[BEGIN Text extract]

Finally ... I'm sure I'll regret this .. but I'm going to directly address a comment to Mr Bryant. Matt, it is good to be an enthusiast for a vendor's technology - in your case HP, in my case Sun. It is good to openly acknowledge the strong and weak points of both your favourite and competitors. Hell, Sun went through a stage three years ago when the product line was ageing and weak, but with the M series, Niagara and Opteron/Xeon ranges it is now solid. Similarly, we could have a measured exposition of HP's transition from PA-RISC to Itanium - from which HP finally seem to be emerging with sound products. However, the tone of the discussion matters a lot. A good rule of thumb is: "If I appear to be simply slagging off the competition, my remarks will not carry weight with readers."
Mine's the flak jacket.
So many cowards! And Joel.
"....The fact is, a multithreaded architecture like Niagara needs less cache, not more, precisely because it has more threads active..." I call male bovine manure on that one! Precisely because you have so many mini-threads running, you will have to serve all of them through the same cache chain. Do you expect the data to just get to the cores by magic? And seeing as Niagaras have so little cache (L1, L2 and L3 - they're all part of the chain to reduce the latency of going to main memory or disk, so don't just mention instruction cache), you will have to keep continually flushing cache to keep all the threads even ticking over, let alone humming, which means you actually have lots of requests going out to cache, memory or disk. That is why you actually need more cache for all those stalled threads, otherwise you will have to do more requests out to memory or disk. Niagara doesn't have the cache. Sun's benchmarking fiddles involve massive amounts of system memory to try and hide this.

[END Text extract]

## Complete the following
1. From the forum thread, list every cache level that is named as part of the chain to main memory.
2. In the forum thread, which processor architecture did HP move to from PA-RISC?
3. Pick up the forum thread on Sun and HP servers right after its final sentence and write the next part.
The entries that come next have no connection to the forum thread.

[BEGIN Supplied information]

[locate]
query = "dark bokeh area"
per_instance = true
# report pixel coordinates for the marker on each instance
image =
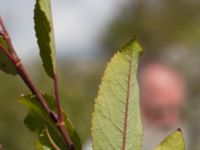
(167, 30)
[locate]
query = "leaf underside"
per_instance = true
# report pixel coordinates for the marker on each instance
(38, 121)
(116, 120)
(45, 35)
(174, 141)
(6, 64)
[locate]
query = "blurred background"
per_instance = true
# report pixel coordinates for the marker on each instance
(88, 32)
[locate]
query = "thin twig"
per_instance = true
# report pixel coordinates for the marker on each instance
(24, 76)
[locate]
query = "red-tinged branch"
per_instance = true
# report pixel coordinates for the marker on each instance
(61, 122)
(6, 36)
(58, 119)
(126, 108)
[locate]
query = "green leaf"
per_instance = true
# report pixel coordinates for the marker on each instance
(174, 141)
(37, 120)
(116, 120)
(45, 141)
(45, 35)
(6, 64)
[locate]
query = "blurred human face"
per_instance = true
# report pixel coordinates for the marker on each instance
(162, 95)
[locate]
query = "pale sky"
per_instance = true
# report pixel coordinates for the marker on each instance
(77, 23)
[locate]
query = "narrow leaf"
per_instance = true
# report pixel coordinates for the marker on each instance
(174, 141)
(37, 120)
(45, 35)
(116, 120)
(6, 64)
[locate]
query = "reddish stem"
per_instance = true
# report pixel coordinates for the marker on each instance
(24, 76)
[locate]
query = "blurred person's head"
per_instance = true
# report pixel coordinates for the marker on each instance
(162, 93)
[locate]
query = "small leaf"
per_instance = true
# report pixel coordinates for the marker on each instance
(45, 35)
(116, 120)
(37, 120)
(6, 64)
(46, 142)
(174, 141)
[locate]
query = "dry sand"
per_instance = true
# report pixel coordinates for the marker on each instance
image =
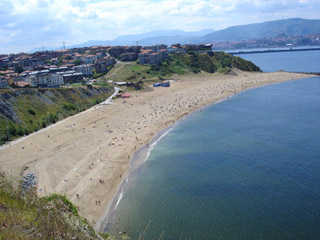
(89, 154)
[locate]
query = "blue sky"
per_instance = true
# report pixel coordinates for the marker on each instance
(28, 24)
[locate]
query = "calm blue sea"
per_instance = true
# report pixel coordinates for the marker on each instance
(245, 168)
(304, 61)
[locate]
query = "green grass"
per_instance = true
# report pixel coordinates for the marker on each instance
(180, 64)
(38, 108)
(25, 216)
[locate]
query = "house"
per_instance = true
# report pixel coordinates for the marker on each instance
(85, 69)
(3, 82)
(21, 84)
(44, 79)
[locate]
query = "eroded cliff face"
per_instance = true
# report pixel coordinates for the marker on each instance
(23, 111)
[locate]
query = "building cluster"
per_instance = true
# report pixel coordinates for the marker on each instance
(56, 68)
(153, 55)
(125, 53)
(53, 68)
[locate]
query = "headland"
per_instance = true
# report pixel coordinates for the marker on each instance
(87, 156)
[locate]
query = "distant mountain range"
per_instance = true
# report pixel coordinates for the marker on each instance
(270, 29)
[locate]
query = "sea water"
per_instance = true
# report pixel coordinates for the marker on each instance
(304, 61)
(245, 168)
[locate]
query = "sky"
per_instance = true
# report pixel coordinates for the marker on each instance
(28, 24)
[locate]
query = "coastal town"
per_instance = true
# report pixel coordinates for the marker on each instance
(60, 67)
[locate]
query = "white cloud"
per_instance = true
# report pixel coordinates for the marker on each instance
(25, 24)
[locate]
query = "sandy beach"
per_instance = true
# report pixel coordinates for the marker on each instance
(88, 155)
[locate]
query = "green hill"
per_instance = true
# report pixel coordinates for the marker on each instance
(270, 29)
(208, 62)
(25, 216)
(23, 111)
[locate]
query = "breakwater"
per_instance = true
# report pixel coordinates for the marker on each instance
(275, 50)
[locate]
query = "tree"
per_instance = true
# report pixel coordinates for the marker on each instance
(78, 62)
(19, 69)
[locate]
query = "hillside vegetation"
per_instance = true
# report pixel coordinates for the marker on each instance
(182, 64)
(25, 216)
(23, 111)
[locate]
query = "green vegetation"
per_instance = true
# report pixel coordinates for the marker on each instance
(181, 64)
(23, 215)
(24, 111)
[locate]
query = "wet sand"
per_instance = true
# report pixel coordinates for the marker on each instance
(88, 155)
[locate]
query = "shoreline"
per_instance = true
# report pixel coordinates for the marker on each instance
(73, 156)
(142, 154)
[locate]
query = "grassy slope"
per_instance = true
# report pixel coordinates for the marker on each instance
(181, 64)
(37, 108)
(25, 216)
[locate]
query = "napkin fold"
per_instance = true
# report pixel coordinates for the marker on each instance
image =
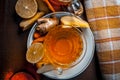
(104, 19)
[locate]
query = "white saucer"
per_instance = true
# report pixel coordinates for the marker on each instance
(82, 65)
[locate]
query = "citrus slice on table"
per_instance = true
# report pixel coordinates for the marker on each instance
(26, 8)
(35, 53)
(74, 21)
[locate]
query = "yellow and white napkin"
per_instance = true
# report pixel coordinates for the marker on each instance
(104, 19)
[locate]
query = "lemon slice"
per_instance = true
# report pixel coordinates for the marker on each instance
(35, 53)
(74, 21)
(26, 8)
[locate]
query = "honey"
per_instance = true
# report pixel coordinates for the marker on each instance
(63, 46)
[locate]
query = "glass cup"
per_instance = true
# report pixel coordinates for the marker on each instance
(63, 47)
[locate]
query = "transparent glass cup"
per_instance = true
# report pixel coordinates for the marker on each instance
(63, 47)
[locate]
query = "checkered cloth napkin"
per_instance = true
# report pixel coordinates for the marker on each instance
(104, 19)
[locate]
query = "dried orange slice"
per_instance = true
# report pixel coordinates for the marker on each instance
(35, 53)
(26, 8)
(74, 21)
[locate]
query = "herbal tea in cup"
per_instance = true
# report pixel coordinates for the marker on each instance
(63, 46)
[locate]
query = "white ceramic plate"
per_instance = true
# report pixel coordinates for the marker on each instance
(85, 61)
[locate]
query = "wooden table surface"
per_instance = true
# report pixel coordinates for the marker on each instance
(13, 47)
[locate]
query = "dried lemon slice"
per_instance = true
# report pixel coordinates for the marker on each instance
(74, 21)
(35, 53)
(26, 8)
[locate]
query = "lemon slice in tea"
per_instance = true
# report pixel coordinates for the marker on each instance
(74, 21)
(35, 53)
(26, 8)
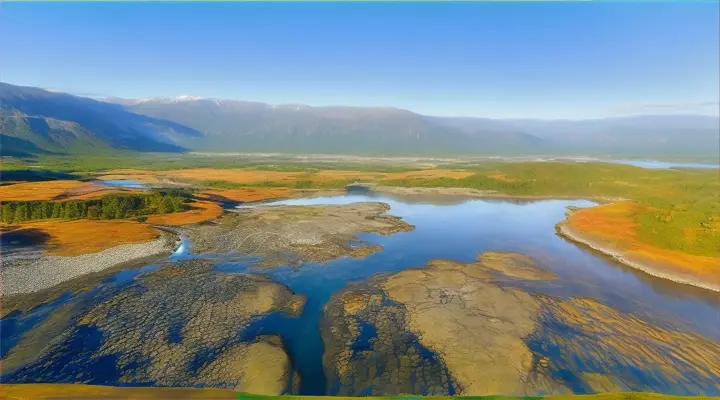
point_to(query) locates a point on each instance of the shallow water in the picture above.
(462, 230)
(124, 183)
(457, 229)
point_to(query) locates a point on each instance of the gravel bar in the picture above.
(31, 271)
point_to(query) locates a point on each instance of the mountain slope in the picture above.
(32, 118)
(35, 121)
(234, 125)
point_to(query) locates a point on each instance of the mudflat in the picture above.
(451, 328)
(295, 234)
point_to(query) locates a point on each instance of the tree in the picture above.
(94, 212)
(22, 213)
(8, 212)
(57, 210)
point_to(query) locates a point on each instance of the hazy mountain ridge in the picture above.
(59, 123)
(33, 120)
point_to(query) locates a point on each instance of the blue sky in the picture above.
(524, 60)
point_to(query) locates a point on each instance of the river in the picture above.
(455, 229)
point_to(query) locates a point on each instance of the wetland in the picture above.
(366, 293)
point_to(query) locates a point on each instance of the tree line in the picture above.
(109, 206)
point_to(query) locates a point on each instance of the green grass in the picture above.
(676, 201)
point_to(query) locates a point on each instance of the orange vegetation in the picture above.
(137, 176)
(75, 391)
(202, 211)
(72, 238)
(613, 226)
(250, 176)
(54, 190)
(249, 194)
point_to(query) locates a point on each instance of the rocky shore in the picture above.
(648, 266)
(468, 192)
(31, 270)
(294, 235)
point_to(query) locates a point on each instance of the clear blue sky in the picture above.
(546, 60)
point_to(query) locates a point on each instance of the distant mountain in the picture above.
(249, 126)
(634, 135)
(34, 121)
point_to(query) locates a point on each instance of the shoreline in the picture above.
(473, 193)
(566, 232)
(30, 271)
(561, 227)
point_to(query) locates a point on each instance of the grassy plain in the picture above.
(72, 238)
(202, 211)
(673, 213)
(79, 391)
(56, 190)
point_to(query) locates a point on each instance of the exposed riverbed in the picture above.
(458, 230)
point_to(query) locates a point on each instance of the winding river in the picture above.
(457, 229)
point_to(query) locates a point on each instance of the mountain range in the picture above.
(34, 121)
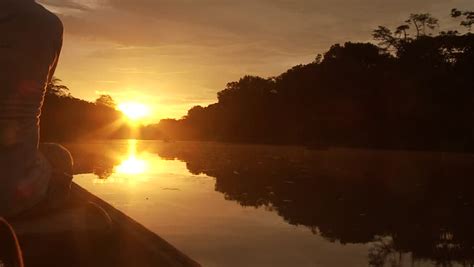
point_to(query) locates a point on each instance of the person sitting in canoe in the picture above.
(31, 175)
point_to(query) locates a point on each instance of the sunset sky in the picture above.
(175, 54)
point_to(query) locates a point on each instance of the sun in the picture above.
(134, 111)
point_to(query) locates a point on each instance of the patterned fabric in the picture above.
(30, 43)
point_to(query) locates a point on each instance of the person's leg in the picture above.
(10, 253)
(60, 183)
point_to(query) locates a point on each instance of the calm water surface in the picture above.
(244, 205)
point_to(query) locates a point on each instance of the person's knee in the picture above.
(58, 156)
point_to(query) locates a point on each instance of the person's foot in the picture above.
(10, 253)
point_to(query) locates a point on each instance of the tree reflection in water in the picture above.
(398, 202)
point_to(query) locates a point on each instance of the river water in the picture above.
(255, 205)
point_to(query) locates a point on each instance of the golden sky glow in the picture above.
(134, 111)
(179, 53)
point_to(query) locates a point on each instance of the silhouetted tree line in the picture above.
(65, 118)
(414, 90)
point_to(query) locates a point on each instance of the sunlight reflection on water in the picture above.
(282, 206)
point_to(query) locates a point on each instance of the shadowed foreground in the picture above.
(84, 244)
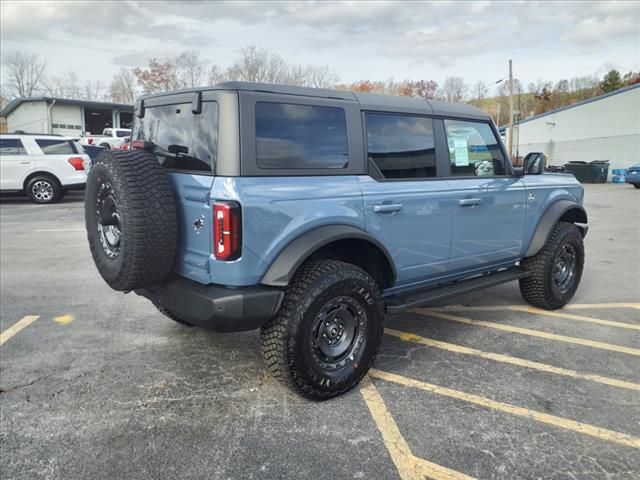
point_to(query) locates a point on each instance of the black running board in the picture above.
(400, 303)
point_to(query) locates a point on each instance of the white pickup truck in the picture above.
(110, 138)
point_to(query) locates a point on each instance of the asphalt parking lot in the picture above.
(97, 384)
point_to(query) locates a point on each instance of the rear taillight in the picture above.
(227, 230)
(77, 163)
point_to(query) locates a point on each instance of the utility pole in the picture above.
(510, 110)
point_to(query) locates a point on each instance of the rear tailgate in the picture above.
(185, 143)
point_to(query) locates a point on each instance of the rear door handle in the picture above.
(387, 207)
(469, 202)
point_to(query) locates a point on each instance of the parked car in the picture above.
(632, 175)
(45, 167)
(310, 213)
(92, 151)
(110, 138)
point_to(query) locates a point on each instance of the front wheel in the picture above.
(327, 333)
(44, 189)
(555, 271)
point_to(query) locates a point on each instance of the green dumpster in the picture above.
(592, 172)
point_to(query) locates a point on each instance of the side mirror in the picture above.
(534, 163)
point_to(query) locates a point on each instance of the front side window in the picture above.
(56, 146)
(11, 146)
(181, 139)
(290, 136)
(401, 146)
(474, 150)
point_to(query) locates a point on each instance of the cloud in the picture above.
(442, 45)
(595, 31)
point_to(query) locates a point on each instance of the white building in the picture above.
(600, 128)
(64, 116)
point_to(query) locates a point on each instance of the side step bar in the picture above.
(400, 303)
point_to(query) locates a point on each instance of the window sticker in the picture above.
(461, 152)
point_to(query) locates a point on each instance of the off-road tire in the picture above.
(53, 184)
(173, 316)
(539, 288)
(147, 225)
(287, 339)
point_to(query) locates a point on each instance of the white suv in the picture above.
(42, 166)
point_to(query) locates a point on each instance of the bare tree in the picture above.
(215, 75)
(24, 72)
(453, 89)
(159, 77)
(95, 91)
(479, 91)
(319, 77)
(191, 69)
(66, 85)
(123, 87)
(259, 65)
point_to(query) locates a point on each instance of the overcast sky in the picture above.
(359, 40)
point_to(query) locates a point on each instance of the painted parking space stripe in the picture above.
(539, 311)
(579, 318)
(532, 333)
(583, 306)
(564, 423)
(543, 367)
(16, 327)
(64, 319)
(409, 466)
(574, 306)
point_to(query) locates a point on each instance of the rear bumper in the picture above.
(215, 307)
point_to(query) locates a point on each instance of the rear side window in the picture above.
(401, 146)
(474, 150)
(11, 146)
(291, 136)
(183, 140)
(56, 146)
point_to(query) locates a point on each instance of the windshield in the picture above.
(183, 140)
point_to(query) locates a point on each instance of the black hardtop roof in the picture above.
(367, 101)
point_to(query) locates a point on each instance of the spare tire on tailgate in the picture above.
(130, 215)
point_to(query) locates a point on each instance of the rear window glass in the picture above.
(401, 146)
(56, 146)
(290, 136)
(473, 150)
(11, 146)
(183, 140)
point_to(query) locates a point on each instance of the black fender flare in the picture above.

[END Supplied information]

## Answers for the exercise
1. L1, L2, L3

2. Itanium.

3.
"....So, when things line up nicely, you do get 128 threads all executing at the same time on the new 2 way T2+ boxes....." So things line up nicely when? Remember, we're talking real world apps not Sunshine benchmarking fiddles here. Intel has spent a lot of time on their predictive technologies to keep cache hit rates very high, Sun has not. Intel (and IBM) have designed chips with large cache sizes to maximise this advantage, Sun has not. So an Itanium or Xeon (or Power) keeps its threads spinning a lot better than any Niagara design will ever do, which is why Sun has to work with lots of stalled threads. Which is why Sun carefully craft any benchmark to use tiny, linear workloads (like webserving) for which Niagara designs are actually very good. But even old Xeon will trump it easily on anything more complex, especially database apps like Oracle.
"....If the data was readily available, there is no need to multithread...." Yes, in nice and easily predictable workloads (like Sun benchmarks, I guess). But in the real world, this is the reason we have things like out of order execution, branch prediction, etc, etc. Because data is not readily available, it has to come from cache (low latency), memory (medium latency), local disk (big latency) or even worse, another system or SAN (BIG latency). And because real world work flows don't always come in nice and easily predictable streams, you get stalled threads. Sun's response is not to try and design a way to keep the threads spinning as much as possible, but to simply accept the poorest solution. It's like being told to buy a dozen unreliable scooters in the hope one will be able to carry you as far as a reliable car.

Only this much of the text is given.